**Problem A**
Answer these questions about the notebook excerpt on importing data:
(i) Without date parsing, how is each value on the x-axis read?
(ii) Which value is treated as missing when the CSV file is read?
(iii) In the second import, what becomes the index of the dataframe?
**Problem B**
Translate this sentence from the notebook excerpt on importing data into Spanish: "datetime is now the index of the dataframe (DatetimeIndex)"

If we look at the x-axis, Python gets stuck trying to plot the all of the date labels. Each value is read as a string, and it is difficult to try to fit all the values on the axis in an efficient way --> important to set the time information as datetime object during the import phase and possibly set this as index to easier all these processes.


In [None]:
# Better way to import the data - 1
temp_prep_data = pd.read_csv(DrivePath +'/Data/Temp_Prep_Data.csv', na_values='-999',sep=',',parse_dates=['date'])
display(temp_prep_data.head(6))
print(temp_prep_data.dtypes) # date is datetime

In [None]:
# Better way to import the data - 2
temp_prep_data = pd.read_csv(DrivePath +'/Data/Temp_Prep_Data.csv', na_values='-999',sep=',',parse_dates=['date'], index_col = 'date')
display(temp_prep_data.head(6))
print(temp_prep_data.dtypes)
print(temp_prep_data.index) # datetime is now the index of the dataframe (DatetimeIndex)

Excerpts from point annotation data
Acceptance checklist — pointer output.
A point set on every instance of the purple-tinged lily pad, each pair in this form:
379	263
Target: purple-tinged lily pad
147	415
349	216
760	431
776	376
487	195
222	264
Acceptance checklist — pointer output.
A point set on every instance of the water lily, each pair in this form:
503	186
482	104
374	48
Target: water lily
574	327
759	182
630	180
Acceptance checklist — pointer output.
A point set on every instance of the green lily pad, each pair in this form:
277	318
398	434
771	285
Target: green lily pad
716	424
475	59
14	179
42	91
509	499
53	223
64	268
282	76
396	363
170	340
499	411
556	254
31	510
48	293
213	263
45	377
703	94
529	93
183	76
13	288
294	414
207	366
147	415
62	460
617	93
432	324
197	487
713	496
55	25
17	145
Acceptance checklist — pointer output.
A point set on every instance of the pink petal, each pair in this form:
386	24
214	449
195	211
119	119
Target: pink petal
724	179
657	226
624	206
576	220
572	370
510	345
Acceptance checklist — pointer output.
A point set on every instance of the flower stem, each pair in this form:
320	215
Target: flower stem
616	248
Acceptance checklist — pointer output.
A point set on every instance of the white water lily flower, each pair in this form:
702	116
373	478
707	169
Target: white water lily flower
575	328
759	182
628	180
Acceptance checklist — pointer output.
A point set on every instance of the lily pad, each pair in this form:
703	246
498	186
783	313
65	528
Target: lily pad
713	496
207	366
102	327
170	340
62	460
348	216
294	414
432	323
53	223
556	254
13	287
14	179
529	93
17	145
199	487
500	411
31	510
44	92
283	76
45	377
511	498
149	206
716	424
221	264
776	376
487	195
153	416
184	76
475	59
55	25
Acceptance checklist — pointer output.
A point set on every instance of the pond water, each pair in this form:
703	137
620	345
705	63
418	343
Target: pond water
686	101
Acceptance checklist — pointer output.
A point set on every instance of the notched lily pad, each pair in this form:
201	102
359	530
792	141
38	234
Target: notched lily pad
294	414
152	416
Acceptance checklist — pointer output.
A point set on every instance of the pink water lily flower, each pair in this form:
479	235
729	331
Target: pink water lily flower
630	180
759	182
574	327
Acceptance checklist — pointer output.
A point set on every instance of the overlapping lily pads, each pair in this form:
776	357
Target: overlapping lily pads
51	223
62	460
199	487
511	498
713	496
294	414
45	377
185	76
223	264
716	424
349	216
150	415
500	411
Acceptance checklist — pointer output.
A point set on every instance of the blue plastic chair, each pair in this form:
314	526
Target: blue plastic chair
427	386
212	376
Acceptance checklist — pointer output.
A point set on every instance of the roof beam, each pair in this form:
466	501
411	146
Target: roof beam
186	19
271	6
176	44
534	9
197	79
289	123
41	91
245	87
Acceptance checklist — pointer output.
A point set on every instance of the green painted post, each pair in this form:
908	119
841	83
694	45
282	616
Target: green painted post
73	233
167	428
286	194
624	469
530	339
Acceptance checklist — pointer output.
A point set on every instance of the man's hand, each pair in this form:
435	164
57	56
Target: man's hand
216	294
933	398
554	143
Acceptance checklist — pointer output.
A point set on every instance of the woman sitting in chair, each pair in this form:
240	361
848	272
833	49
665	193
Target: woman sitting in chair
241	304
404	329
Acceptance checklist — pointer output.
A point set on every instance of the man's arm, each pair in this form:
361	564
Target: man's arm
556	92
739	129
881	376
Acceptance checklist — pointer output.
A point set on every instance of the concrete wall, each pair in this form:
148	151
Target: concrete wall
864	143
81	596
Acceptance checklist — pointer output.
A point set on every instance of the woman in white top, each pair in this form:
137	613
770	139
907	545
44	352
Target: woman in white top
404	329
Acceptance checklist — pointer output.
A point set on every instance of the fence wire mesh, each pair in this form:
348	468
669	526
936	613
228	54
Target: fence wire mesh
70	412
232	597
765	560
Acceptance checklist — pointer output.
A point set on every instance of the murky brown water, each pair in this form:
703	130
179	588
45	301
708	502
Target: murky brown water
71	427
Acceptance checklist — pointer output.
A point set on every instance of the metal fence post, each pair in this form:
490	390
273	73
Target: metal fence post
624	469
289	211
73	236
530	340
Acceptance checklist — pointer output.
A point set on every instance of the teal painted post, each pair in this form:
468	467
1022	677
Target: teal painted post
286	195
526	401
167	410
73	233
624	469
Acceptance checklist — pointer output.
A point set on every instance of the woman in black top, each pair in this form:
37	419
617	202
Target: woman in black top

**Expected answer A**
(i) As a string.
(ii) '-999'
(iii) The date column, as a DatetimeIndex.

**Expected answer B**
datetime es ahora el índice del dataframe (DatetimeIndex)